→ Pointing dataset records
----

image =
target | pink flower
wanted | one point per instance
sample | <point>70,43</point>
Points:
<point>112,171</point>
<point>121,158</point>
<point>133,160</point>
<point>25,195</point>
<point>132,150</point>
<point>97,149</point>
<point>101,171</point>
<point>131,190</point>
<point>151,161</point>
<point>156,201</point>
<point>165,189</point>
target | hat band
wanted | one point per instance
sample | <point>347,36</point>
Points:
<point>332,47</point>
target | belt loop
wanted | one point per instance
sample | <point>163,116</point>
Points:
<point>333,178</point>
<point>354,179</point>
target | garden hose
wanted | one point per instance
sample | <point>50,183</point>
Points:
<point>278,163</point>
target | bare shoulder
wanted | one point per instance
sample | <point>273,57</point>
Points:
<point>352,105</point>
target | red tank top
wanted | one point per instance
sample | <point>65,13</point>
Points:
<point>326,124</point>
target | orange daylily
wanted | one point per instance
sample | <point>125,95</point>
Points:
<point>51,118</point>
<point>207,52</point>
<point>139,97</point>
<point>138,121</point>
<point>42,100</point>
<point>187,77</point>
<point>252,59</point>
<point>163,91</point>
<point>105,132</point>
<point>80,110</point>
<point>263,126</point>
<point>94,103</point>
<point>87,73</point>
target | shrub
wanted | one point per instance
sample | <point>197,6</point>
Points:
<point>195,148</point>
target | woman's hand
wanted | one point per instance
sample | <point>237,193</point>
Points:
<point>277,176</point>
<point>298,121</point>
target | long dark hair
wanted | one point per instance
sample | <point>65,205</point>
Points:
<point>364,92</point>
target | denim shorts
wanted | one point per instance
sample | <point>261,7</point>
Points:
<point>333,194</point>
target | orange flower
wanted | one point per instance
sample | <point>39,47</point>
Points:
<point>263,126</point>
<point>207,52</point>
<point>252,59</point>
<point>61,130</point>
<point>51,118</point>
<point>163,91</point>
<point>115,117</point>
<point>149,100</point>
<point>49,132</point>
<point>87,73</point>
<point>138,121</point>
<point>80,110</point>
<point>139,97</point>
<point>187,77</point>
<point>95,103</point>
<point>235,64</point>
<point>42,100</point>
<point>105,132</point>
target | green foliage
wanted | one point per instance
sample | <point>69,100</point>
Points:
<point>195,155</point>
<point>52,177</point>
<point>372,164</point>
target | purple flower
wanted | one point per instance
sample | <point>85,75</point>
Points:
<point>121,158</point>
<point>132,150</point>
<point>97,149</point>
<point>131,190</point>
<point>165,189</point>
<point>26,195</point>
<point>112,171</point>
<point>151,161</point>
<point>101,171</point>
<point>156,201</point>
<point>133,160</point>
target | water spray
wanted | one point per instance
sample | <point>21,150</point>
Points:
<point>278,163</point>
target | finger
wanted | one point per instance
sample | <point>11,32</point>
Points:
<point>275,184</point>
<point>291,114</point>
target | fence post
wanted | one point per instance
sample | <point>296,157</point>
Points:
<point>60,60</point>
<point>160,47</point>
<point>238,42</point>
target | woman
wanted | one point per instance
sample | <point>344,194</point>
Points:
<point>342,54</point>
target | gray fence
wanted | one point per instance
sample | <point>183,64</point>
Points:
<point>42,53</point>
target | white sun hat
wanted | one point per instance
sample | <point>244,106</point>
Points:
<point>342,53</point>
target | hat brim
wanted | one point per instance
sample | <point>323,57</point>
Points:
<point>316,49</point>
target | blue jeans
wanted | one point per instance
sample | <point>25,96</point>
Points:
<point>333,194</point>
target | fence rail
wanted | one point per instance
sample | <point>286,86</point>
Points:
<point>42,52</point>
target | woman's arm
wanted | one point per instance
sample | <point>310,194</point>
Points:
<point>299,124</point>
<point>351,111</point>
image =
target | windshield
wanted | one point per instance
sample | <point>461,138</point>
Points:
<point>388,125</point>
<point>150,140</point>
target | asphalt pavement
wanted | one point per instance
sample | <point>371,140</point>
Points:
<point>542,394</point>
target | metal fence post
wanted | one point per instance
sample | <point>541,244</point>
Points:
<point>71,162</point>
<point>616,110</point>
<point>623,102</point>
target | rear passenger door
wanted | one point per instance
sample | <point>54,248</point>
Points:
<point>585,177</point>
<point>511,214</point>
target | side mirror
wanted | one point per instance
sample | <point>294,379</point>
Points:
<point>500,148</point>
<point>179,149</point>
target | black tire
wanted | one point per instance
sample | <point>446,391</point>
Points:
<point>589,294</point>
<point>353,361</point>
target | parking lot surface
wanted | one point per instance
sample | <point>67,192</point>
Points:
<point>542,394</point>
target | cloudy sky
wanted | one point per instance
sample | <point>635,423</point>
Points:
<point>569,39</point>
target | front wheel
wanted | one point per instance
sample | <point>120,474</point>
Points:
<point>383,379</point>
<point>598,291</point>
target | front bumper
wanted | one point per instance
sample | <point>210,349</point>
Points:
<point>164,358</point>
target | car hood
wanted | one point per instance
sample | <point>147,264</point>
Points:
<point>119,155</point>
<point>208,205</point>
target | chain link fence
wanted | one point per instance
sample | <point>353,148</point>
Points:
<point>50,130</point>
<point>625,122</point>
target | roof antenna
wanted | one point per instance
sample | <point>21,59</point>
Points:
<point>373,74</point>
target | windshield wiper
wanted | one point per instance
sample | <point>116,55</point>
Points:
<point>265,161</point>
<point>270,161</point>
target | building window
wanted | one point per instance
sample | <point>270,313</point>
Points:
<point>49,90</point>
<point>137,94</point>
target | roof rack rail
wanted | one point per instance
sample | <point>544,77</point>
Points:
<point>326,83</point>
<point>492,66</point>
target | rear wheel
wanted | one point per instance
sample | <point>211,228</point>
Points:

----

→ Instructions for the task
Please put the records, starting at the beginning of the records and ending with the line containing "<point>326,124</point>" (both included), into a two-column CSV with the columns request and answer, one row per record. Enclose each field in quotation marks and replace any line breaks inside a field with spaces.

→ Full solution
request,answer
"image = target | pink flower wanted | one point per instance sample | <point>70,43</point> Points:","<point>112,171</point> <point>121,158</point> <point>133,160</point> <point>25,195</point> <point>132,150</point> <point>97,149</point> <point>101,171</point> <point>131,190</point> <point>151,161</point> <point>156,201</point> <point>165,189</point>"
"target | hat band wanted | one point per instance sample | <point>347,36</point> Points:","<point>332,47</point>"
"target | belt loop wanted | one point per instance sample | <point>163,116</point> Points:","<point>333,178</point> <point>354,179</point>"
"target | garden hose wanted | one point per instance sample | <point>50,183</point> Points:","<point>278,163</point>"
"target | bare shoulder wanted | one point per instance sample | <point>273,57</point> Points:","<point>352,105</point>"
"target | red tank top wanted | one point per instance sample | <point>65,13</point> Points:","<point>326,124</point>"